>> begin Given records
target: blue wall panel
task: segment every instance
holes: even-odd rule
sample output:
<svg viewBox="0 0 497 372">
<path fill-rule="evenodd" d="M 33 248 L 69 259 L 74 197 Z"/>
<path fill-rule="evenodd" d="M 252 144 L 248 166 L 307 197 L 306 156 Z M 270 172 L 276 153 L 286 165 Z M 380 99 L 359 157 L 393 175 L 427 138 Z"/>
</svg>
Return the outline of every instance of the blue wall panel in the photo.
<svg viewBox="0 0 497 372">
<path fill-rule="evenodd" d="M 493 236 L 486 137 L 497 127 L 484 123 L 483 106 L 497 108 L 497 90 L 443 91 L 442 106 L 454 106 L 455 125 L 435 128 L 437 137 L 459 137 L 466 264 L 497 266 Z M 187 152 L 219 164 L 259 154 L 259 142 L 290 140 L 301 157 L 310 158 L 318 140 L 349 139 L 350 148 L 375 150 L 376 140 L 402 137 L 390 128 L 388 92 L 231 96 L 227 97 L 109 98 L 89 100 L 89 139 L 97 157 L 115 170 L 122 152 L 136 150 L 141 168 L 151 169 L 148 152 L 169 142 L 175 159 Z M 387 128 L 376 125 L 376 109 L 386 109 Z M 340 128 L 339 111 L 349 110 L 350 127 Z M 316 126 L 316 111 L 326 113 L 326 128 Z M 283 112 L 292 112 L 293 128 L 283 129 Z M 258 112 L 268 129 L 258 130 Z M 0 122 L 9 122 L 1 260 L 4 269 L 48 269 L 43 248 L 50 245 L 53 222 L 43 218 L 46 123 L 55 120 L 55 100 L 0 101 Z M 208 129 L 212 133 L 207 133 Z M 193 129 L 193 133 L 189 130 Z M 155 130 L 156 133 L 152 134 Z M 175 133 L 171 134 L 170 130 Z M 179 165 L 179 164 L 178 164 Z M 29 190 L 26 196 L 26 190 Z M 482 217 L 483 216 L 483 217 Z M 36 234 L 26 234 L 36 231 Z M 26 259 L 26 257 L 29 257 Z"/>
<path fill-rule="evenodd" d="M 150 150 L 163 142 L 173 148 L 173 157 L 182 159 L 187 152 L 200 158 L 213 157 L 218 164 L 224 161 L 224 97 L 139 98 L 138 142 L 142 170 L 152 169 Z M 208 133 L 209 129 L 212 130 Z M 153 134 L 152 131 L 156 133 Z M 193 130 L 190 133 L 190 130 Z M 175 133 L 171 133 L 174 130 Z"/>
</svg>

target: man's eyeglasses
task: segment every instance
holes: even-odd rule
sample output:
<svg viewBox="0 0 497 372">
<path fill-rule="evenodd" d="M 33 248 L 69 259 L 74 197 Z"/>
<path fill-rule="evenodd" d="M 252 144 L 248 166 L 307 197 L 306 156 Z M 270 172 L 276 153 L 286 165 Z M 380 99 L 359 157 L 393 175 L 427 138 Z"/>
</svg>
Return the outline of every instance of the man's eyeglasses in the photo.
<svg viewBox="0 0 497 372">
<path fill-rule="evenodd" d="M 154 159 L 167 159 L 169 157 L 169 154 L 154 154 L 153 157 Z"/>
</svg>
>> end Given records
__Exercise requirements__:
Copy out both items above line for line, leaving every character unchanged.

__Response to this task__:
target: blue wall panel
task: segment every instance
holes: even-odd rule
sample output:
<svg viewBox="0 0 497 372">
<path fill-rule="evenodd" d="M 33 248 L 69 259 L 74 197 Z"/>
<path fill-rule="evenodd" d="M 252 144 L 248 166 L 307 197 L 306 156 Z M 270 172 L 276 153 L 286 165 Z M 380 99 L 359 157 L 393 175 L 427 138 Z"/>
</svg>
Return the outline of every instance of the blue wall panel in the photo.
<svg viewBox="0 0 497 372">
<path fill-rule="evenodd" d="M 493 236 L 486 137 L 497 127 L 484 123 L 483 106 L 497 108 L 497 90 L 443 91 L 442 106 L 454 106 L 455 125 L 435 128 L 437 137 L 459 137 L 466 264 L 497 266 Z M 187 152 L 219 164 L 259 154 L 259 142 L 290 140 L 301 157 L 310 158 L 318 140 L 349 139 L 350 148 L 375 150 L 376 140 L 402 137 L 390 128 L 388 92 L 231 96 L 227 97 L 109 98 L 89 100 L 89 139 L 97 157 L 115 170 L 122 152 L 136 150 L 141 168 L 151 169 L 148 152 L 169 142 L 175 159 Z M 387 128 L 376 125 L 376 109 L 386 109 Z M 340 128 L 339 111 L 349 110 L 350 127 Z M 316 126 L 316 111 L 326 113 L 326 128 Z M 283 112 L 292 112 L 293 128 L 283 129 Z M 258 112 L 268 129 L 258 130 Z M 0 122 L 9 122 L 1 260 L 4 269 L 48 269 L 43 248 L 50 245 L 53 222 L 43 218 L 46 123 L 55 120 L 55 100 L 0 101 Z M 208 129 L 212 133 L 207 133 Z M 193 129 L 193 133 L 189 130 Z M 155 130 L 156 133 L 152 134 Z M 175 133 L 171 134 L 170 130 Z M 179 165 L 179 164 L 178 164 Z M 29 190 L 26 196 L 26 190 Z M 482 217 L 483 216 L 483 217 Z M 36 234 L 26 234 L 36 231 Z M 26 259 L 26 257 L 29 257 Z"/>
<path fill-rule="evenodd" d="M 150 150 L 163 142 L 173 148 L 173 157 L 182 159 L 187 152 L 200 158 L 213 157 L 218 164 L 224 161 L 224 97 L 139 98 L 138 142 L 142 170 L 152 169 Z M 208 133 L 209 129 L 212 130 Z M 153 134 L 152 131 L 156 133 Z M 193 130 L 190 133 L 190 130 Z M 175 133 L 171 133 L 174 130 Z"/>
</svg>

target: man's eyeglasses
task: segment every instance
holes: even-odd rule
sample output:
<svg viewBox="0 0 497 372">
<path fill-rule="evenodd" d="M 33 248 L 69 259 L 74 197 Z"/>
<path fill-rule="evenodd" d="M 252 144 L 248 166 L 307 197 L 306 156 Z M 270 172 L 276 153 L 286 165 Z M 380 99 L 359 157 L 393 175 L 427 138 Z"/>
</svg>
Return the outline of every instance of the man's eyeglasses in the photo.
<svg viewBox="0 0 497 372">
<path fill-rule="evenodd" d="M 154 159 L 167 159 L 169 157 L 169 154 L 154 154 L 153 157 Z"/>
</svg>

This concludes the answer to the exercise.